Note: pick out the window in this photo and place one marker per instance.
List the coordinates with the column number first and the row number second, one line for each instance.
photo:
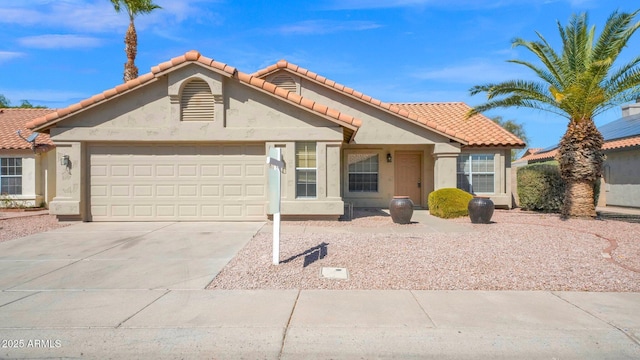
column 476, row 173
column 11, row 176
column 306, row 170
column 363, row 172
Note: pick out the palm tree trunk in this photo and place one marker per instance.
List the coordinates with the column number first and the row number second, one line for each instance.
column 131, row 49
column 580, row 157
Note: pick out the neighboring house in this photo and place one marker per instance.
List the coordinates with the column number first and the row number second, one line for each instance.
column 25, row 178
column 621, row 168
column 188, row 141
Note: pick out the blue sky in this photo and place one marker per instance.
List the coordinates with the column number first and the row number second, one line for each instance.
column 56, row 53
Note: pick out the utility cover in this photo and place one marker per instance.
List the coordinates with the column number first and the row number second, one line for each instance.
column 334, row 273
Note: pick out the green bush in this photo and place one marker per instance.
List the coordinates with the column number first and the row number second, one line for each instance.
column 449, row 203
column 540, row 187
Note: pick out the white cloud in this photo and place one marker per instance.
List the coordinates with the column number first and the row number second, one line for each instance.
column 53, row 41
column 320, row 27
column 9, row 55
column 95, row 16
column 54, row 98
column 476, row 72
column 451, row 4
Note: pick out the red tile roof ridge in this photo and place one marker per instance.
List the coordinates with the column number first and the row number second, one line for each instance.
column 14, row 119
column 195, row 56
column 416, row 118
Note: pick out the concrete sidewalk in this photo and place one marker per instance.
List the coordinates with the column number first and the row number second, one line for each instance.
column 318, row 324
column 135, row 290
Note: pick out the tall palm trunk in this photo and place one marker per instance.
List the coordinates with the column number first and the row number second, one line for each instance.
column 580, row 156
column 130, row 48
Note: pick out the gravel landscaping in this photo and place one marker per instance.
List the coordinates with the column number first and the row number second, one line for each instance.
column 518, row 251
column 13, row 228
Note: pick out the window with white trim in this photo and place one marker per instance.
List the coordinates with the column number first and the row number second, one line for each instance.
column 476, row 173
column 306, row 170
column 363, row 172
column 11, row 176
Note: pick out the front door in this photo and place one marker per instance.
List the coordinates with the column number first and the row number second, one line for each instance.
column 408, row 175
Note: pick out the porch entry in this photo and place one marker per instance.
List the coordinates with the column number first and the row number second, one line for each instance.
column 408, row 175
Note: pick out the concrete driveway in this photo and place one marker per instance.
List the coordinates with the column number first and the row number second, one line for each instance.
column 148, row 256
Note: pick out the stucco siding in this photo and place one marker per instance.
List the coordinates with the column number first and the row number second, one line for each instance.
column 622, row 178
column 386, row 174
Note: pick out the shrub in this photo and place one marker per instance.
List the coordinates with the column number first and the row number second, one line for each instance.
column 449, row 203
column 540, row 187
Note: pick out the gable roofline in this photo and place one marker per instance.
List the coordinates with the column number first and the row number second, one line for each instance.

::::

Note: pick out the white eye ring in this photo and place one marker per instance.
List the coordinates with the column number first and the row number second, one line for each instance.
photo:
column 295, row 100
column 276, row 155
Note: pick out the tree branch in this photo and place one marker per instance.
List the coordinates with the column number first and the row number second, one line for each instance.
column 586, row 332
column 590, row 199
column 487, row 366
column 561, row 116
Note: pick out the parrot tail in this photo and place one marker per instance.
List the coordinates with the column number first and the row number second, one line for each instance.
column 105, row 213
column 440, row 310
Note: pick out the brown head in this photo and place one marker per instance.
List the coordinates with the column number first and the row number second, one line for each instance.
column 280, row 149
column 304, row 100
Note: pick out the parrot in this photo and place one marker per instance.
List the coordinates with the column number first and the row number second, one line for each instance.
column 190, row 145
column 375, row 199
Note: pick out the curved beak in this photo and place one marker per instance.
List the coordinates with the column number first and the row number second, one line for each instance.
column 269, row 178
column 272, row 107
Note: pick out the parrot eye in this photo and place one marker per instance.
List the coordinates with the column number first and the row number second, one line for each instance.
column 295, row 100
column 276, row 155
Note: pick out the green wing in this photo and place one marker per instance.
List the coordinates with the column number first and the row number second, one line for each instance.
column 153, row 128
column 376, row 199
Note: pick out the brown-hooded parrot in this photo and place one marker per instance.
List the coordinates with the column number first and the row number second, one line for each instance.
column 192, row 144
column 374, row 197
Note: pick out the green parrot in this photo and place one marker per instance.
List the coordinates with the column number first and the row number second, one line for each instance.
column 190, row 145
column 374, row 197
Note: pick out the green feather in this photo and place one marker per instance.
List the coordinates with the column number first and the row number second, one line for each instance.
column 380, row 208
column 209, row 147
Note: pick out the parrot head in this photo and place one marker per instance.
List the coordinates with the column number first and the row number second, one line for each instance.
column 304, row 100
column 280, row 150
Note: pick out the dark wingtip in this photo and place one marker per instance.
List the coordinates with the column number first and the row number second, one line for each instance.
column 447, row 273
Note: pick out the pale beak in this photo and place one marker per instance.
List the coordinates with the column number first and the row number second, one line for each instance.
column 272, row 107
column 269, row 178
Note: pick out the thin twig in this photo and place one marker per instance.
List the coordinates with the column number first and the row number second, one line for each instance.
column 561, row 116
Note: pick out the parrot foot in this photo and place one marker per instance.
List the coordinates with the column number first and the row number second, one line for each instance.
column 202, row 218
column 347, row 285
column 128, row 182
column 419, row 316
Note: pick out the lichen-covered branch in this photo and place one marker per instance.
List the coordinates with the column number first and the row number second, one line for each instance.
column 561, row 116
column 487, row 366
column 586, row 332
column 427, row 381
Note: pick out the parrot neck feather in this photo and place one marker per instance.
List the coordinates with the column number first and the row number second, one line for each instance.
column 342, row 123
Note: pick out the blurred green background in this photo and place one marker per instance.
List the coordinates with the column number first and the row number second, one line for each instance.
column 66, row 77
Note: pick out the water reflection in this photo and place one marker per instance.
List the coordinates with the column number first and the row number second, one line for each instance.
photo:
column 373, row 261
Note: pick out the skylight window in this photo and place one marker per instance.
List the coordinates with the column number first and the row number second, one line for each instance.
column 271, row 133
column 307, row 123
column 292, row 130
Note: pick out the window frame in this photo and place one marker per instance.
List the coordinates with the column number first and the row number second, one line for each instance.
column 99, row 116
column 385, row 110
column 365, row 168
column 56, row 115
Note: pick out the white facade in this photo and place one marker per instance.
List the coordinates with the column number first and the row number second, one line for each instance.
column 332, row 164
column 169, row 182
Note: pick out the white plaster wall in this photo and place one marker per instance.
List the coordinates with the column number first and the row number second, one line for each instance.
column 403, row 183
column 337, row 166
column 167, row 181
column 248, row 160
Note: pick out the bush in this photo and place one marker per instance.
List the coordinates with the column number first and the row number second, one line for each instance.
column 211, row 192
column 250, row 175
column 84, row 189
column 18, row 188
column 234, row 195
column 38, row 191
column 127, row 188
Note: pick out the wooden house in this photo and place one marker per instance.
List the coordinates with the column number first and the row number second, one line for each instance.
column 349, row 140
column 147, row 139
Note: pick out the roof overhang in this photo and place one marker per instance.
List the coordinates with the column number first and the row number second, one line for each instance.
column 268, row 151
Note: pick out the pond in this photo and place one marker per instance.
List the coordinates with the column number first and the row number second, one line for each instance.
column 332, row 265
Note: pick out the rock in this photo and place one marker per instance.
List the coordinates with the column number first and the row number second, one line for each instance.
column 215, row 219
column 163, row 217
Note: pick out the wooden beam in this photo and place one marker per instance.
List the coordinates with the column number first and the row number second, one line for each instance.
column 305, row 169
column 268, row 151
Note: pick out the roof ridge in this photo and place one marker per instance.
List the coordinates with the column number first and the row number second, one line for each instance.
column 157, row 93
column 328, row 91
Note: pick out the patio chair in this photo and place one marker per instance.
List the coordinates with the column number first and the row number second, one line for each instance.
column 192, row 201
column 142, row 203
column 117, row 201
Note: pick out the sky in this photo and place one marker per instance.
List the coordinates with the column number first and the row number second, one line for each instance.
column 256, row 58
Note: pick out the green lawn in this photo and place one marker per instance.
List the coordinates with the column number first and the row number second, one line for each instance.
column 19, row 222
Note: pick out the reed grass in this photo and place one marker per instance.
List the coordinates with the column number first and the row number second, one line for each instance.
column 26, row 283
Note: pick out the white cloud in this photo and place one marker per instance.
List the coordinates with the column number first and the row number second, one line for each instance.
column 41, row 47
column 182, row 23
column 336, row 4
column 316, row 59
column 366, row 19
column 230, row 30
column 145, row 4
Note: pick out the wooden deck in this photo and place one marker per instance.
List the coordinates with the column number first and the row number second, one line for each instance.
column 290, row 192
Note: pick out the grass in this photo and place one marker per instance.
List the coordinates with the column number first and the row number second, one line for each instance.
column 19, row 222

::::

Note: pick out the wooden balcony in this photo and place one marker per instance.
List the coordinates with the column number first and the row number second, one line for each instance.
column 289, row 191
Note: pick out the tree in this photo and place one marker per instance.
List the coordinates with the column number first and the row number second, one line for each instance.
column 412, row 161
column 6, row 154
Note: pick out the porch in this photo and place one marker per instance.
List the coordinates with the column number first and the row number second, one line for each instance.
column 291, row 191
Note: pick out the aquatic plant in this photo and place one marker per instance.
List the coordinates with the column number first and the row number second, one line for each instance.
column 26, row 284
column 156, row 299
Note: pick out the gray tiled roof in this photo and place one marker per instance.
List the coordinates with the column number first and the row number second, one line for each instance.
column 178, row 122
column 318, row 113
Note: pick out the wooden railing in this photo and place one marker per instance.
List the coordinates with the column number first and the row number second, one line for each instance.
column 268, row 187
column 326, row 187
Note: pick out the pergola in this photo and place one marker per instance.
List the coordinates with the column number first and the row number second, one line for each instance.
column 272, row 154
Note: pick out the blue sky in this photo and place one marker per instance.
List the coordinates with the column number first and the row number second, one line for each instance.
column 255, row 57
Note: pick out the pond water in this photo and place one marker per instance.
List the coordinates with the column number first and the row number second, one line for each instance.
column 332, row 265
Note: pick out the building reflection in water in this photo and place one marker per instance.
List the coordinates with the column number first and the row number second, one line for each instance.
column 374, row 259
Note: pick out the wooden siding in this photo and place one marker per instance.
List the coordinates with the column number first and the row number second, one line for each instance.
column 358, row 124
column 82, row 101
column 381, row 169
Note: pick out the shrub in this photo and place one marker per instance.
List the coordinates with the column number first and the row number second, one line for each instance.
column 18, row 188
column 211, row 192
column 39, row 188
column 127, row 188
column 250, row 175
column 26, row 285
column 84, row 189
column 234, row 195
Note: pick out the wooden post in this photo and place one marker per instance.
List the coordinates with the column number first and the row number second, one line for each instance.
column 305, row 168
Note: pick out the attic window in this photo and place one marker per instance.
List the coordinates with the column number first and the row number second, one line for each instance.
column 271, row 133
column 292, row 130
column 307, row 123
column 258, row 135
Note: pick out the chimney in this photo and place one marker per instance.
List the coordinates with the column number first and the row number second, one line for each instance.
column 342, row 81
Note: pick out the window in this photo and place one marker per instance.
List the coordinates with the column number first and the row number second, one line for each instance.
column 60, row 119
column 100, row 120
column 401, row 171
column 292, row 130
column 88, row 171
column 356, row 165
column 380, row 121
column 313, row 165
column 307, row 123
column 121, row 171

::::

[TASK REQUIREMENTS] Reproduce word for word the stretch of items from the line containing "Note: pick out the green parrot" through the line containing "column 447, row 273", including both of those lines.

[COMPLETED TASK]
Note: pick out the green parrot in this photo and place one marker per instance.
List the coordinates with the column number first and the row number second, one line for each instance.
column 190, row 145
column 374, row 197
Note: pick out the green feather in this photo and place one marker per instance.
List the coordinates with the column number first and the row number second, one line for each instance.
column 380, row 208
column 209, row 147
Note: pick out the parrot head in this photo and place one marker per instance.
List the coordinates with the column number first and the row number second, one line for each instance.
column 304, row 100
column 280, row 150
Note: pick out the dark wingtip in this photo and place one marker per instance.
List the coordinates with the column number first and the row number second, one line for each instance.
column 447, row 273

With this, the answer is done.